• Your instructions:
Whenever "train" appears in a line, please copy that line from the data.

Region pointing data
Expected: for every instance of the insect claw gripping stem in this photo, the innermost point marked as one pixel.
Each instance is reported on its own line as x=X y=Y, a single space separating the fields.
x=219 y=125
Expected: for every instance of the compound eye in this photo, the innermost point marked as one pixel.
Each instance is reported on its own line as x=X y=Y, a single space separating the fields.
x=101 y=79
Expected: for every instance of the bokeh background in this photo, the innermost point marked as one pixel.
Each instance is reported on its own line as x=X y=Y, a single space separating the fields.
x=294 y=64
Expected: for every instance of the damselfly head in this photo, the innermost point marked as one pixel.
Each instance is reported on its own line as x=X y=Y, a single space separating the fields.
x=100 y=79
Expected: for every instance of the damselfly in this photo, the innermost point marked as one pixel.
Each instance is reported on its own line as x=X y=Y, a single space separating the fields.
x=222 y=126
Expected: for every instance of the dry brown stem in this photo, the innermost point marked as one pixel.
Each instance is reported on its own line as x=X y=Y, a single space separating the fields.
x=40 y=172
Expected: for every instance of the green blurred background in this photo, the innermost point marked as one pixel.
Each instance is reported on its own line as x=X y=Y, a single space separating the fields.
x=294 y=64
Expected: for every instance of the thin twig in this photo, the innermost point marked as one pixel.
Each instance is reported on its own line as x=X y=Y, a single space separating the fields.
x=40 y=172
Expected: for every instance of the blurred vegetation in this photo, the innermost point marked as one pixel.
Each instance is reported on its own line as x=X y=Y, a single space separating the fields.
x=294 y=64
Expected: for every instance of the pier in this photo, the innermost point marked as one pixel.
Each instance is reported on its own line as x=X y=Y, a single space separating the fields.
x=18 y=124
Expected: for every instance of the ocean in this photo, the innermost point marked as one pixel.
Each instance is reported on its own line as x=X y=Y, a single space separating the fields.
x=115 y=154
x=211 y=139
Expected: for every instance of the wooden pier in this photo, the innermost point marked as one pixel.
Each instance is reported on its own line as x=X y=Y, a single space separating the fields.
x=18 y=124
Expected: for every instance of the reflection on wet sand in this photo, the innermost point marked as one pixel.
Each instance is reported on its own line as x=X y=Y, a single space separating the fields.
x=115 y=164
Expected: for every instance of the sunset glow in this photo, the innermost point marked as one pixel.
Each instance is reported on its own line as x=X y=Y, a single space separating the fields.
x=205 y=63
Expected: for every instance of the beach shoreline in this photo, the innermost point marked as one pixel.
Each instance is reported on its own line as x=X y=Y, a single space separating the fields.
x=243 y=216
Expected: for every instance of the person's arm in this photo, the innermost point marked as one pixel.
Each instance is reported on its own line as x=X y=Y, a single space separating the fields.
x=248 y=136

---

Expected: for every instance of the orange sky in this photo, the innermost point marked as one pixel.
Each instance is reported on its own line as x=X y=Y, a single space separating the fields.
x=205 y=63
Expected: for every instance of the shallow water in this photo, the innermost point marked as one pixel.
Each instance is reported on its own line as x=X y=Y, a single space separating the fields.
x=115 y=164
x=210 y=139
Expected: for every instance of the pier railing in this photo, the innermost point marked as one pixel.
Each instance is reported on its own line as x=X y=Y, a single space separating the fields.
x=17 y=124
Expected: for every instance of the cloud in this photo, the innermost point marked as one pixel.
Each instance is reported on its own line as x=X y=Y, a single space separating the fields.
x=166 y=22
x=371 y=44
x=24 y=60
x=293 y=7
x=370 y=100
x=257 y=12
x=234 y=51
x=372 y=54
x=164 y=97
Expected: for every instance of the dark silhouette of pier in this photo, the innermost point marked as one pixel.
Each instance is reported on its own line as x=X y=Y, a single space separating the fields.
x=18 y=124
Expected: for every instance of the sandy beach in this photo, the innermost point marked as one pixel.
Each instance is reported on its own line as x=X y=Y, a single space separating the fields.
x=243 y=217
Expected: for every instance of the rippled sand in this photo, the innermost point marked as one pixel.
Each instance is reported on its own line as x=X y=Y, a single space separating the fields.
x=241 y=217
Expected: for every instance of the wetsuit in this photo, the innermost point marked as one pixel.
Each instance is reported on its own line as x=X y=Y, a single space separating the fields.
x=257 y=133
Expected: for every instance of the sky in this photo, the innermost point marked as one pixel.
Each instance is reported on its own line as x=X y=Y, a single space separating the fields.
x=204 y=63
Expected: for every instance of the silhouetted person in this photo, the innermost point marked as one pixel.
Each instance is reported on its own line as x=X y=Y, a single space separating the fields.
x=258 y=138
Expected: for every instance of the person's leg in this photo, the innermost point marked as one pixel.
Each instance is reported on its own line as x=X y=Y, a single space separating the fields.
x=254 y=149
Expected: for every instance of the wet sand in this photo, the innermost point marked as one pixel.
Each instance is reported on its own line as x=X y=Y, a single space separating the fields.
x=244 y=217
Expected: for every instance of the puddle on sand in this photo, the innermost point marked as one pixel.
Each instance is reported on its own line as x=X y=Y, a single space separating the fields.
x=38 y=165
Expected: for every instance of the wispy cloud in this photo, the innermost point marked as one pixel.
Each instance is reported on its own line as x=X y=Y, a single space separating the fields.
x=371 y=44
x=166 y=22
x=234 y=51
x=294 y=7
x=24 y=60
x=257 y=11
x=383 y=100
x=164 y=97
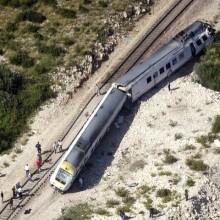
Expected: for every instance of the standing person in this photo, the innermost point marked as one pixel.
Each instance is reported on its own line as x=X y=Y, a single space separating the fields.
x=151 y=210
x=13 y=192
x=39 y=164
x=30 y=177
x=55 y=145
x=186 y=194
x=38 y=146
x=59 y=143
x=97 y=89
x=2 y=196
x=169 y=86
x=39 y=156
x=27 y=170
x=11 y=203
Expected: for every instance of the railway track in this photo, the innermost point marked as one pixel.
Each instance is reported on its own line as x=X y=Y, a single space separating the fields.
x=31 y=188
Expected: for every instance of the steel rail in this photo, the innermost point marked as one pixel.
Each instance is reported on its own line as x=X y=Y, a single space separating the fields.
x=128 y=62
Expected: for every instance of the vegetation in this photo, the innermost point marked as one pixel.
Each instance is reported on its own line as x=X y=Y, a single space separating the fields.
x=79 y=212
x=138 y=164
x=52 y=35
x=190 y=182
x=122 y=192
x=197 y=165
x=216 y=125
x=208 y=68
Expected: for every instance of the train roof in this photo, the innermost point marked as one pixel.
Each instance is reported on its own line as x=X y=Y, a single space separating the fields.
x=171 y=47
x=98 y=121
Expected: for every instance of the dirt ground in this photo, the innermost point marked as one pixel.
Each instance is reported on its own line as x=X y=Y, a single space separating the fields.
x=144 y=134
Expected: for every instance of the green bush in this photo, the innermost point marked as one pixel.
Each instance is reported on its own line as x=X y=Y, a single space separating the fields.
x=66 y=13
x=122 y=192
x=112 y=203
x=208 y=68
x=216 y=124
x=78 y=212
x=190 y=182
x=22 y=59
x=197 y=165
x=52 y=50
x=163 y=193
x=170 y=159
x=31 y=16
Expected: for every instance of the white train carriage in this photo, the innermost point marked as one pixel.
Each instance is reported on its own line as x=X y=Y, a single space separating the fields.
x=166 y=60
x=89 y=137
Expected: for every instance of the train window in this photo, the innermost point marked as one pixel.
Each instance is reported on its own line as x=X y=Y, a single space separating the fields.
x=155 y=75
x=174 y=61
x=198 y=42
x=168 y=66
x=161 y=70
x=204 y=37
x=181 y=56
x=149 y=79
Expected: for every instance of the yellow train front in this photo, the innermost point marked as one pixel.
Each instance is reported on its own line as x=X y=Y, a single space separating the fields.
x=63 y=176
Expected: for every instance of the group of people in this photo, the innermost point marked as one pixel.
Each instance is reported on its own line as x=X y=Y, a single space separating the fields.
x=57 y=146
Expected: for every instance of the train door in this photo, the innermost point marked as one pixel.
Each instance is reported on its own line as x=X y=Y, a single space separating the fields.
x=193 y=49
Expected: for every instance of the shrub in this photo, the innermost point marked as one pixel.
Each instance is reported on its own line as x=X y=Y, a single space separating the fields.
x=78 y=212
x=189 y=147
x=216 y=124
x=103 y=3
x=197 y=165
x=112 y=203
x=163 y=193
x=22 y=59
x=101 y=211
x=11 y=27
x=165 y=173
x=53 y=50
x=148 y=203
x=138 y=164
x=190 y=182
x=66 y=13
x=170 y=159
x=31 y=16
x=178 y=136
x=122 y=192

==

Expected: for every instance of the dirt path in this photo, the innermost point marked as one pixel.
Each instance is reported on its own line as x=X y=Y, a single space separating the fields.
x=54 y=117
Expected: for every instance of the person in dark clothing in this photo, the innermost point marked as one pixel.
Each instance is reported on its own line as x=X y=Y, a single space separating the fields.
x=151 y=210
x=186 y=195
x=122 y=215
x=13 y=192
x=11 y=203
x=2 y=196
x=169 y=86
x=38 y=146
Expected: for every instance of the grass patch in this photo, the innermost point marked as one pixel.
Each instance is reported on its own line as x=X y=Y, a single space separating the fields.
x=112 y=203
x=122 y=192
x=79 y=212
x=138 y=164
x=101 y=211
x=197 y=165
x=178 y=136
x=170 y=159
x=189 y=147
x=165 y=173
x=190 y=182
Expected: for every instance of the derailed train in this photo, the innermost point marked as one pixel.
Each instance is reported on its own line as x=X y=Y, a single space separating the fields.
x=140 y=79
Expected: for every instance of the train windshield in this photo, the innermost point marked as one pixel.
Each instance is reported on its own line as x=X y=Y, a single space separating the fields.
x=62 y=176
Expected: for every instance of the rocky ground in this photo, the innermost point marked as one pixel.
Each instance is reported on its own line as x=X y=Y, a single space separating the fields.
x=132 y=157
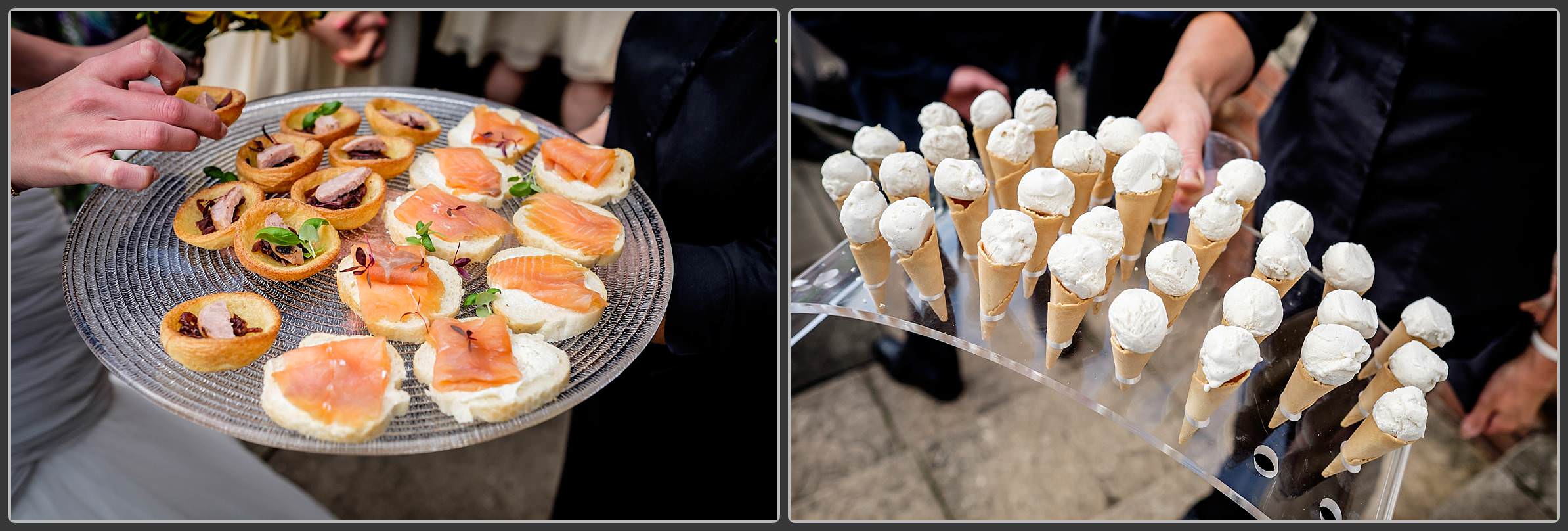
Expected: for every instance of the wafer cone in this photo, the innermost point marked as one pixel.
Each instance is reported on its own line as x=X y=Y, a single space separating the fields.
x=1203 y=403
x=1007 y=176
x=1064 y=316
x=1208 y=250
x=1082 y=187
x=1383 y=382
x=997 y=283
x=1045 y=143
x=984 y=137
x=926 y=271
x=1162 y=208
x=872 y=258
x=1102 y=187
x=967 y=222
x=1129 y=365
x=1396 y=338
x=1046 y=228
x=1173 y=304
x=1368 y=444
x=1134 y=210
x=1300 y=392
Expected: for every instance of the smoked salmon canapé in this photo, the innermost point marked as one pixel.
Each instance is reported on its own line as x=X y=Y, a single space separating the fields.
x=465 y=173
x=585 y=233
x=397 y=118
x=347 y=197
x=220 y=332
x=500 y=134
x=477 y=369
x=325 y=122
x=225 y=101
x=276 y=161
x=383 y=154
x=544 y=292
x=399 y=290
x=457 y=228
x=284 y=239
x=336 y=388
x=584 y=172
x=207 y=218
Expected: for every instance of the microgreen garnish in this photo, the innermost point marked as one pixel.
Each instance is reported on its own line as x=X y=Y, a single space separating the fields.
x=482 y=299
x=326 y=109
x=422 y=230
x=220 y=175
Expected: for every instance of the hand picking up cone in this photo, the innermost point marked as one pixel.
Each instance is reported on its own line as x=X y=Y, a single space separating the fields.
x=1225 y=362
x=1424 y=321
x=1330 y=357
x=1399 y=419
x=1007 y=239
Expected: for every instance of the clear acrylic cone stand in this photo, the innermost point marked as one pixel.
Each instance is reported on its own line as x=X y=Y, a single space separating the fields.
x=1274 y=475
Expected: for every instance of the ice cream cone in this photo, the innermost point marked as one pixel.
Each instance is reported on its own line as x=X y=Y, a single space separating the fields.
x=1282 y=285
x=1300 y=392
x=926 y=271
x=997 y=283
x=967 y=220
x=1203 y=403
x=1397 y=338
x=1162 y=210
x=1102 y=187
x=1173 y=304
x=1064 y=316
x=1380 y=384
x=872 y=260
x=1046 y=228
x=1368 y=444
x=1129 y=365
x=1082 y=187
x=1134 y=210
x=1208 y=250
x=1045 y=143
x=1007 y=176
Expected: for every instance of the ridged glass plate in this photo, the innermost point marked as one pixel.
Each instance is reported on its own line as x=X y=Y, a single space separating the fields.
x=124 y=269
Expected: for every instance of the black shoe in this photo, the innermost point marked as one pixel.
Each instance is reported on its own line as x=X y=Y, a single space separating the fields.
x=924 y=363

• Task solution:
Expected: for every instance of the train roof in this photo, the innermost point marked as one pixel.
Expected: for every instance of the white train carriage in this photo, the innermost point marked as one pixel.
Expected: for every instance of the train window in this photo, the innermost point marked as one pixel.
Expected: for every instance of the yellow train front in this photo, the innermost point marked as one pixel.
Expected: for every instance of the train door in this photo, the innermost point marked as one pixel.
Expected: for every instance of the derailed train in this photo, the innermost point marked as one pixel.
Expected: for every instance of the train windshield in this photo, the innermost point marked as one pixel.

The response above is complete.